STATED EXERCISE | Leave the pictures out and print every record below exactly as it stands.

EXERCISE DATA |
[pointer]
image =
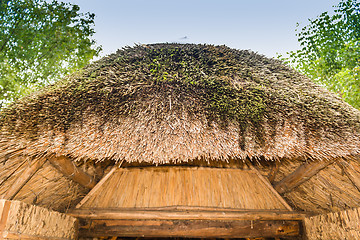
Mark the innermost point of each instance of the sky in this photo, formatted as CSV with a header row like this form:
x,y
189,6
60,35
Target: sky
x,y
264,26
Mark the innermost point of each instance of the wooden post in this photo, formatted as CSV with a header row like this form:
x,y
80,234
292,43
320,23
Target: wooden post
x,y
64,165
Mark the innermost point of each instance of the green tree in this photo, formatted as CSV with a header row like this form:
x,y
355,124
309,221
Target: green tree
x,y
41,41
330,52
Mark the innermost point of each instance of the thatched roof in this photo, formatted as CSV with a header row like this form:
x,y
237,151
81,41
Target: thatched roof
x,y
166,103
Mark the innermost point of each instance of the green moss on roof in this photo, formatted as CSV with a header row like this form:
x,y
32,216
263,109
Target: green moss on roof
x,y
226,85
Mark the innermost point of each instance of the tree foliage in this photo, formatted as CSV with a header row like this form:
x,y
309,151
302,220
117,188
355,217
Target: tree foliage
x,y
330,52
41,41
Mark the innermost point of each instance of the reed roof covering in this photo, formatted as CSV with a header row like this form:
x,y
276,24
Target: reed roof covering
x,y
172,103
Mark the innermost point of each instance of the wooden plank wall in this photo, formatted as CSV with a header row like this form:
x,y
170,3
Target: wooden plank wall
x,y
184,186
19,220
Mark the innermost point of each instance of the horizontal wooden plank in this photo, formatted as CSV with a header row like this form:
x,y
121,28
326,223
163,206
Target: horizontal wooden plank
x,y
302,174
16,235
191,228
220,214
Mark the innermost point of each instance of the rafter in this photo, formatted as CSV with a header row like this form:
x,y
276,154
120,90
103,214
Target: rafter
x,y
302,174
352,172
64,165
34,166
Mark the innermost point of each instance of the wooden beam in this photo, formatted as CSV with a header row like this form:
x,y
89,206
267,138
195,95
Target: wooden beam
x,y
64,165
24,177
302,174
191,228
271,188
143,213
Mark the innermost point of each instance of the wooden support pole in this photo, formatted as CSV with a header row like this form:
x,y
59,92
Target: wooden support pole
x,y
191,228
98,186
34,166
301,175
64,165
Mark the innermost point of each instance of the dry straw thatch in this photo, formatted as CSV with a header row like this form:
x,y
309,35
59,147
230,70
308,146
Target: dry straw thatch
x,y
198,105
172,103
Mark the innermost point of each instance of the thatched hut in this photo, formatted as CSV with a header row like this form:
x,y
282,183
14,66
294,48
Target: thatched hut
x,y
172,140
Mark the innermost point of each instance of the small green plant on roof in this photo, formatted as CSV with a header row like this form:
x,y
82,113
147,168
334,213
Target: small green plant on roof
x,y
330,52
41,41
158,80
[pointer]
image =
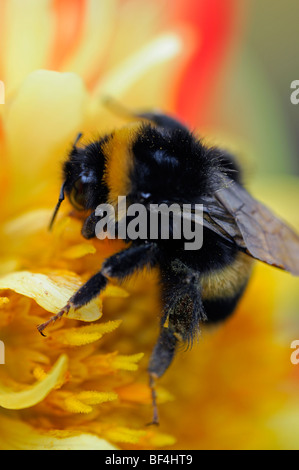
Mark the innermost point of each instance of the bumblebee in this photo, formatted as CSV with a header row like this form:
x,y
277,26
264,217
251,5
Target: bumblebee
x,y
157,159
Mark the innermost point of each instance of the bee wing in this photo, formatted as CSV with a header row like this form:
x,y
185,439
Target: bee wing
x,y
256,229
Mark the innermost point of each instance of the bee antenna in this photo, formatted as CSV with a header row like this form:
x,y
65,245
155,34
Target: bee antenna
x,y
61,198
79,136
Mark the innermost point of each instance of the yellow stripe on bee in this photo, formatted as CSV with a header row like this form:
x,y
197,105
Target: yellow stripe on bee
x,y
227,282
118,152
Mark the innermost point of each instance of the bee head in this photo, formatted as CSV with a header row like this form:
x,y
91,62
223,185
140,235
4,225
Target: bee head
x,y
82,177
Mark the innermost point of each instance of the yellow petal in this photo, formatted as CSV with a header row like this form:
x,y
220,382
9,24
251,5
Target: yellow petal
x,y
141,393
114,291
57,106
84,334
50,291
126,74
37,392
78,251
93,45
125,435
81,403
33,22
4,301
17,435
127,362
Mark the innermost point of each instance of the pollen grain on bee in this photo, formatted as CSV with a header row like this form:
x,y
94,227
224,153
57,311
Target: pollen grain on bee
x,y
151,222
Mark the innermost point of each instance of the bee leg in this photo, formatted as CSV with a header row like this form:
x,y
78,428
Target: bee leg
x,y
88,229
120,265
82,296
160,360
183,311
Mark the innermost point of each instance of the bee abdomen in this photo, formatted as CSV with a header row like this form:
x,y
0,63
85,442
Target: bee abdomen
x,y
222,289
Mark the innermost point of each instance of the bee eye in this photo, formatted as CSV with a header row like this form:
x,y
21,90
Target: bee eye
x,y
76,196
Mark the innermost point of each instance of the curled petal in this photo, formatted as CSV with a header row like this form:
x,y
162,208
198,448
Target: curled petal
x,y
37,392
51,291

RESULT |
[pointer]
image =
Mark the innermost point of each instance of the sky in this photo, formatted as CSV with a header row like this form:
x,y
189,6
60,35
Target: sky
x,y
264,26
Mark the innermost point of each instance of the wooden post in this photo, formatted as CSV with a header row like this form:
x,y
80,234
292,43
320,23
Target: wooden post
x,y
64,165
Mark the innermost point of each instance of the green tree in this photo, formatted as CSV with a header row like this form:
x,y
355,124
309,221
Target: green tree
x,y
41,41
330,52
Mark the innermost point of each instance of the thatched roof in this photo, formatted as CSV with a header row like this form:
x,y
237,151
81,41
Target: thatched roof
x,y
166,103
Mark the innermost point of each instance of the green moss on roof in this photo, formatted as CSV with a header row like this form:
x,y
32,216
263,109
Target: green moss on roof
x,y
226,85
Mark the innermost point of each instance of the tree foliage in this photo, formatted as CSV with a header row like this form:
x,y
309,151
302,220
117,188
355,217
Target: tree foliage
x,y
330,52
41,41
Mark the innermost point of each instance of the reed roof covering in this photo, formatted as CSV with a header row like this form:
x,y
276,24
Target: reed roof covering
x,y
172,103
Mark the innermost point of each instance of the wooden plank wall in this photo, formatted as CSV with a header row like this form:
x,y
170,3
Target: wooden plank wall
x,y
184,186
19,220
Mark the innermost point of each instance of the horizontal wooden plank in this photo, formatted as CSV with a header row like this form:
x,y
121,28
326,223
163,206
Target: horizontal wooden plank
x,y
302,174
16,235
191,228
220,214
Mark the innermost point of each instance of the rafter in this photo, formatted as CSV with a header row like this form:
x,y
276,154
120,90
103,214
Target: rafter
x,y
302,174
352,172
64,165
34,166
Mark the innermost point of each instance of the wooden beam in this photo, formatted as CSV with a header row like this form:
x,y
89,206
267,138
195,95
Target: wooden beam
x,y
64,165
24,177
302,174
191,228
271,188
143,213
Mark the innermost point of each instance of the wooden support pole in this photo, formatted as CSV with a header row like this form:
x,y
59,92
Target: wooden support pole
x,y
191,228
98,186
34,166
301,175
64,165
Mark the innermost point of each instance of the dry straw thatch in this photo, formatted as CSV with a header row like this form:
x,y
309,35
59,147
230,70
308,146
Target: dry straw thatch
x,y
198,105
172,103
Mark the innermost point of each instance of the thatched hut in this photo, formatted as CSV with a header row like this form:
x,y
282,183
14,66
294,48
Target: thatched hut
x,y
172,140
Mark the innermost point of each instance of the small green plant on roof in this photo, formatted as CSV with a header row like this form:
x,y
82,113
147,168
334,213
Target: small green plant on roof
x,y
330,52
41,41
158,80
[pointer]
image =
Mark the innermost point of each instance of the bumblebee in this photo, formatted as CSV with a header row like this form:
x,y
277,26
264,217
251,5
Target: bumblebee
x,y
157,159
Mark the innermost point of each instance of the bee wing in this photo, formatted as CSV with a header row like this form:
x,y
185,439
Target: bee wing
x,y
256,229
Mark the innermost point of each instance of the bee antenna in this photo, formatted as CSV with a header row like this form:
x,y
65,245
155,34
Target: bee antenna
x,y
61,198
79,136
Mark the innermost point of each instance of the yellow stripe on bee in this photo, formatted as CSV with a header row like this form:
x,y
197,105
Target: yellow stripe on bee
x,y
227,282
118,152
Mark the innermost point of each instance of the bee head in this photo, formatted as CSV with a header row like this form:
x,y
91,62
223,185
140,235
4,225
Target: bee head
x,y
82,177
Mark the innermost point of each instance of the yellow petal in this photo, formatted as CSV with a header row like this form:
x,y
220,382
9,24
251,5
Target: yellow petal
x,y
141,393
114,291
57,106
84,334
50,291
126,74
37,392
78,251
93,45
125,435
81,403
33,22
4,301
17,435
127,362
Mark the innermost point of each instance of the pollen grain on bee in this photo, formatted as CSV with a header row like this form:
x,y
94,227
224,153
57,311
Target: pollen grain on bee
x,y
151,222
Mark the innermost point of each instance of the bee leg in this photo, formatted as CSV with a header row like this form:
x,y
78,428
Target: bee leg
x,y
88,229
120,265
82,296
160,360
183,311
Mark the innermost point of each instance of the bee abdomen in this photo, formatted as CSV with a header row like this form:
x,y
0,63
85,442
Target: bee abdomen
x,y
222,289
Mark the innermost point of each instance of the bee eye in this photo, formatted as CSV with a header row like this form:
x,y
21,90
Target: bee eye
x,y
76,196
Mark the innermost point of each instance of the curled petal in this photo, formatted as CSV with a header row like this form:
x,y
162,208
198,448
Target: curled petal
x,y
37,392
51,291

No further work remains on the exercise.